Print the line containing "# provide the position of every instance of the metal" and every line after it exactly as written, through the end of the records.

» **Entries shown**
Start of Block

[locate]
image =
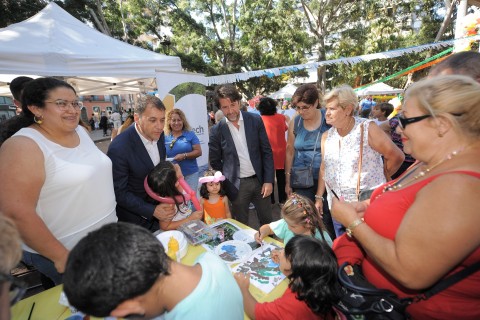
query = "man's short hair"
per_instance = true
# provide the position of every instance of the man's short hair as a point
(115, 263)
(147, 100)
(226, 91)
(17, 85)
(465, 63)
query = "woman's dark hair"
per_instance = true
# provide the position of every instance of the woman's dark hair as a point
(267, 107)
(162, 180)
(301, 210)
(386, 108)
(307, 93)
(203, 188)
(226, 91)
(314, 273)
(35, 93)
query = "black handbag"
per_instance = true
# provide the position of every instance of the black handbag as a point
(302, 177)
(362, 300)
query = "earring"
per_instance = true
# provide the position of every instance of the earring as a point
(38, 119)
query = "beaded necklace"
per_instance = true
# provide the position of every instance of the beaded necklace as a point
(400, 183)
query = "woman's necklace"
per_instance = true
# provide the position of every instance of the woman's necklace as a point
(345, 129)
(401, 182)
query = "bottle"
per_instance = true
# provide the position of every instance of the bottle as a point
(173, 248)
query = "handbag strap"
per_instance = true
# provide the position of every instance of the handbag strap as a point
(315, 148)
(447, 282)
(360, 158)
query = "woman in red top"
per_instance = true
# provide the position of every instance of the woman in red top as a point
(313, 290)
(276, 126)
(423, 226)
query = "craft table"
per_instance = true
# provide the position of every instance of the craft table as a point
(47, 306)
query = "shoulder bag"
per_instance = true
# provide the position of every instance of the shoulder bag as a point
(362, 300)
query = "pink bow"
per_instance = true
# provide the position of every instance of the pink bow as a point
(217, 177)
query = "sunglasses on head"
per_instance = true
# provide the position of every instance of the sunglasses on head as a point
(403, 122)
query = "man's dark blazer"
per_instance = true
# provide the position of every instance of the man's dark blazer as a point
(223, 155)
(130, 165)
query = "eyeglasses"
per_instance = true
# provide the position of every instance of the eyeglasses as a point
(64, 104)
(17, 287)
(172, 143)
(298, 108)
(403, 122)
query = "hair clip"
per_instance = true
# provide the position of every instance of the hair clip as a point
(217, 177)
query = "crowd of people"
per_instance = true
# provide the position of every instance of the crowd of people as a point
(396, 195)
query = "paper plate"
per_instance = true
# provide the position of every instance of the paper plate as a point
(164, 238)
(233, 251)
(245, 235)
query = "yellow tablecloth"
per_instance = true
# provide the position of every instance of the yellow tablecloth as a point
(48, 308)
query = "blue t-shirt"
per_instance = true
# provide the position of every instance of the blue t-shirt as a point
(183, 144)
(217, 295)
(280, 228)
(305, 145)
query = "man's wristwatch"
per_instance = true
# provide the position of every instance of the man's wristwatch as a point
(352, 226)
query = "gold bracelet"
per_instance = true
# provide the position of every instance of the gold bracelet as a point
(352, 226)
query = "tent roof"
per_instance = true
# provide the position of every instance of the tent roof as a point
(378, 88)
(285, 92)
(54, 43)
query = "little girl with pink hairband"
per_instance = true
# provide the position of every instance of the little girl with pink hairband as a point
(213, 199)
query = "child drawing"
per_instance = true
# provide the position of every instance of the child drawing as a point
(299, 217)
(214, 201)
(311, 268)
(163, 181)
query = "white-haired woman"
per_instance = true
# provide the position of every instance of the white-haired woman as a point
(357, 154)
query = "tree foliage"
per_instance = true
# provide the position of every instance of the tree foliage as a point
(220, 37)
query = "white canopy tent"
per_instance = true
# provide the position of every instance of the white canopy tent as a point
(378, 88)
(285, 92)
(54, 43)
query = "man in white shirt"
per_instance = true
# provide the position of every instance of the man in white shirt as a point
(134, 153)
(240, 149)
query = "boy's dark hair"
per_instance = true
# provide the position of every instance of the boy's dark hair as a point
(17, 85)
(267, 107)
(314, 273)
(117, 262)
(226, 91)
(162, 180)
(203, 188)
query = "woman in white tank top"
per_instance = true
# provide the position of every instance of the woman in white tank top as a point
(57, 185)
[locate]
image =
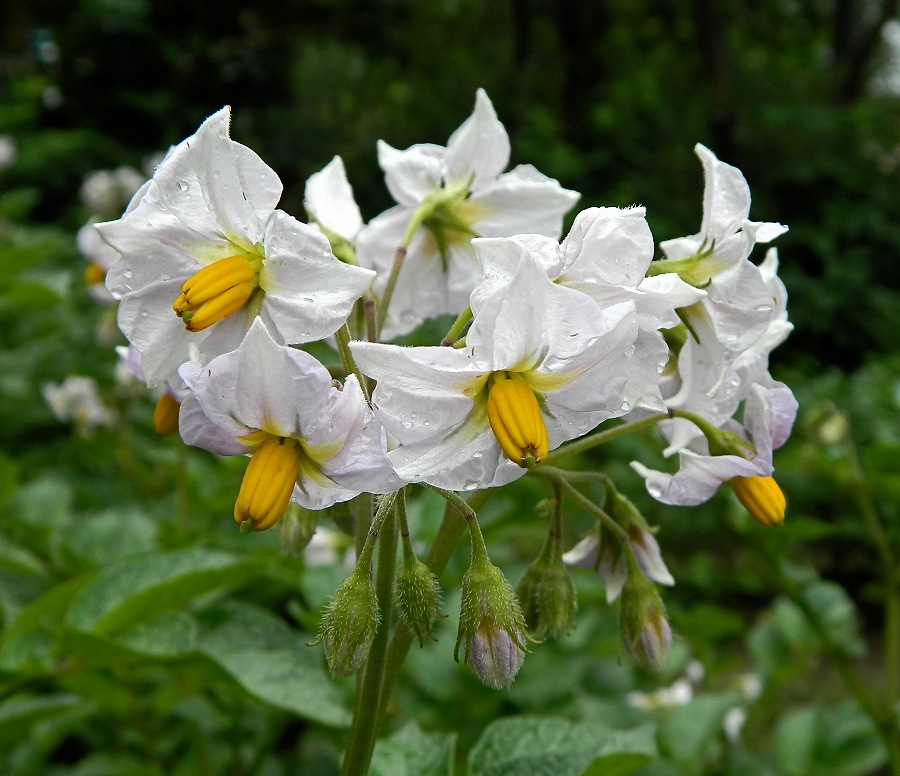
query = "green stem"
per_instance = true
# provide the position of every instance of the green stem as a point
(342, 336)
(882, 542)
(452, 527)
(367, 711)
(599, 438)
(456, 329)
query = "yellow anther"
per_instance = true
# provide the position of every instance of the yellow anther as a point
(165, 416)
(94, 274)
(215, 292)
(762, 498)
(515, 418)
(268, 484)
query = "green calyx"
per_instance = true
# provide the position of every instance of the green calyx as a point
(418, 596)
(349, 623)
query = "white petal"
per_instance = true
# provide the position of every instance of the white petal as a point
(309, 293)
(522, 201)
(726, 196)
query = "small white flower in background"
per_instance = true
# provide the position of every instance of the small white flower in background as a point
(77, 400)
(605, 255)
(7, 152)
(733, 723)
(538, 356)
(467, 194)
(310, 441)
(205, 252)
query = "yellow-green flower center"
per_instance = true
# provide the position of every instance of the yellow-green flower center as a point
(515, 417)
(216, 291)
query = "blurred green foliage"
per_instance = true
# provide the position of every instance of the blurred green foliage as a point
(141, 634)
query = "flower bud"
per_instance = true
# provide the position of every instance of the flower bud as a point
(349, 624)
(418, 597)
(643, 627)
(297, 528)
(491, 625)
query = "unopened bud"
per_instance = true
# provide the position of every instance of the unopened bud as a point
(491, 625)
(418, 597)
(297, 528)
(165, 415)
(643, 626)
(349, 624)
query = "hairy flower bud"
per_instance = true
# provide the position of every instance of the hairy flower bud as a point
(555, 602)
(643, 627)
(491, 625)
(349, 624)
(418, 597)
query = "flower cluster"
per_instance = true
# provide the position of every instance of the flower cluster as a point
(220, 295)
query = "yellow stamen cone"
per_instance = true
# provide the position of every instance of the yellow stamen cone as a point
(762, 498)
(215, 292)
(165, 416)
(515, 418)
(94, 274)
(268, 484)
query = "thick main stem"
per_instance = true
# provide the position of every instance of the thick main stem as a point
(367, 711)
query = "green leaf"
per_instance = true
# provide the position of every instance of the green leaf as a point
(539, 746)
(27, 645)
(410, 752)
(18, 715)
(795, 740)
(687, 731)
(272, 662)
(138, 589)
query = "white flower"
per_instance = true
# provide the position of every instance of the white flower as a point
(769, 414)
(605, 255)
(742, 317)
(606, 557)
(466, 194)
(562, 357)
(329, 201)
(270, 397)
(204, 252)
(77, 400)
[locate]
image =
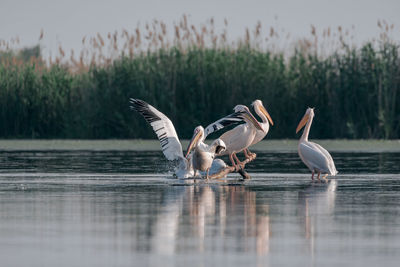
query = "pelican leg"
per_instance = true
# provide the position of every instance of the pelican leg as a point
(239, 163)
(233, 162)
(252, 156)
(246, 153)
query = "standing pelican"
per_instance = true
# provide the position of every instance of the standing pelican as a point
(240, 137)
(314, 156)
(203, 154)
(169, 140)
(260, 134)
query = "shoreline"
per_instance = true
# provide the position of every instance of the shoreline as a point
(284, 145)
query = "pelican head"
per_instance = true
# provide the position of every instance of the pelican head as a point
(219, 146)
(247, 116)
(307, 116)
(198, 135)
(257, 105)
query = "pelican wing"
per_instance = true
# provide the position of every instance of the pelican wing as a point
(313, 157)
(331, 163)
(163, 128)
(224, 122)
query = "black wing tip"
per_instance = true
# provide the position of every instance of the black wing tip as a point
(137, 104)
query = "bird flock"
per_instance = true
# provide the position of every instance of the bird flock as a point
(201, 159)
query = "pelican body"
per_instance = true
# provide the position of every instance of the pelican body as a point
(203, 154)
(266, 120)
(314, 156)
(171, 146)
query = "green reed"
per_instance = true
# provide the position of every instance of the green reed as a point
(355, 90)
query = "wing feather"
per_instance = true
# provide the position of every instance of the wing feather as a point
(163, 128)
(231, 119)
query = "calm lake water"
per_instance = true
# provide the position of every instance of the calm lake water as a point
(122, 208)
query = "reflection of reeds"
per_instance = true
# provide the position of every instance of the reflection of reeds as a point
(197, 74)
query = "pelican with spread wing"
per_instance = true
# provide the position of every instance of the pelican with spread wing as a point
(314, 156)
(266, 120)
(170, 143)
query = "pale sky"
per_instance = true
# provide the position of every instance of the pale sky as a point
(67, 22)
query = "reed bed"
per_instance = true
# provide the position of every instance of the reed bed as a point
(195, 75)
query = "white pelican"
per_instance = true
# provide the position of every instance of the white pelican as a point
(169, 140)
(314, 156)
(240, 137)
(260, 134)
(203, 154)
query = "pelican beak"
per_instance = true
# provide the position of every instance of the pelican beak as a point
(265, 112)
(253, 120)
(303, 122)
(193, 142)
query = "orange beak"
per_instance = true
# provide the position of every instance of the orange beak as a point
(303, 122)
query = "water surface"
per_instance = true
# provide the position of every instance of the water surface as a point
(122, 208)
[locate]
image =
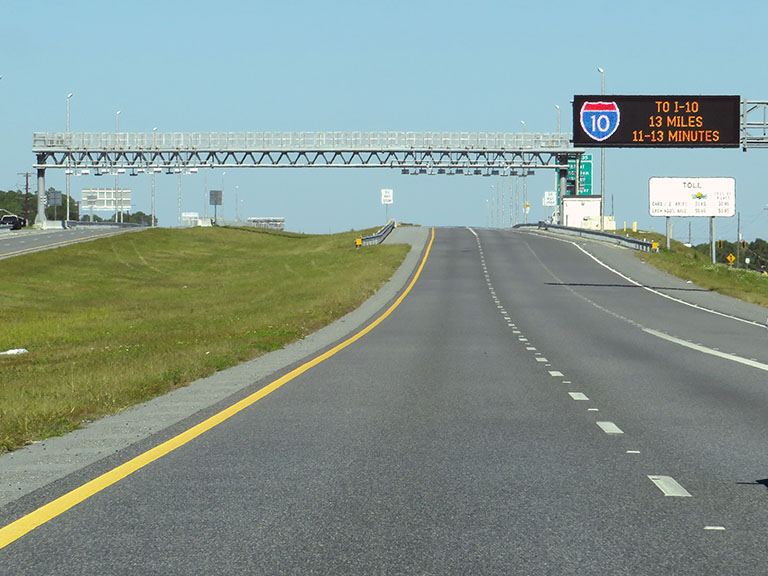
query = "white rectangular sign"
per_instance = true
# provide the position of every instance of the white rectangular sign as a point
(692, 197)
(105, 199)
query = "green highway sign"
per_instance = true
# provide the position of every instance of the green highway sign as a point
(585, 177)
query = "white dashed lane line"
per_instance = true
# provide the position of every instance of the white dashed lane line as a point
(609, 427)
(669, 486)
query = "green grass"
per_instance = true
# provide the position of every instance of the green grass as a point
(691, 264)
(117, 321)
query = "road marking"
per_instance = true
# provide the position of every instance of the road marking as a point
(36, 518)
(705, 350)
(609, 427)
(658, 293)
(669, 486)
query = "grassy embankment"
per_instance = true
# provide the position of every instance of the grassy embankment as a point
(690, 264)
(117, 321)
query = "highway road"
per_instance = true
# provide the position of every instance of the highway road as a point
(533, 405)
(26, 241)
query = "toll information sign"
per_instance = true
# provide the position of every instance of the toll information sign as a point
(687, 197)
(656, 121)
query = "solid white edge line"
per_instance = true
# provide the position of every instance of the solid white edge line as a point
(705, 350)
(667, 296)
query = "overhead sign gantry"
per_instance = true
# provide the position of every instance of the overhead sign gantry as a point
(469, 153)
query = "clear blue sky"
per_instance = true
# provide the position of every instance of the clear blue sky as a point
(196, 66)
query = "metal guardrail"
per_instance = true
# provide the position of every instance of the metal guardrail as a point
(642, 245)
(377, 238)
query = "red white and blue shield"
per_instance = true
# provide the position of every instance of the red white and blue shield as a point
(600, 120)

End of Block

» **Result of this task**
# provide the position of every instance of the metal guardrail as a point
(642, 245)
(377, 238)
query = "red white and blue shield"
per_instance = true
# provide the position of every instance of the red white and blue shield as a point
(600, 120)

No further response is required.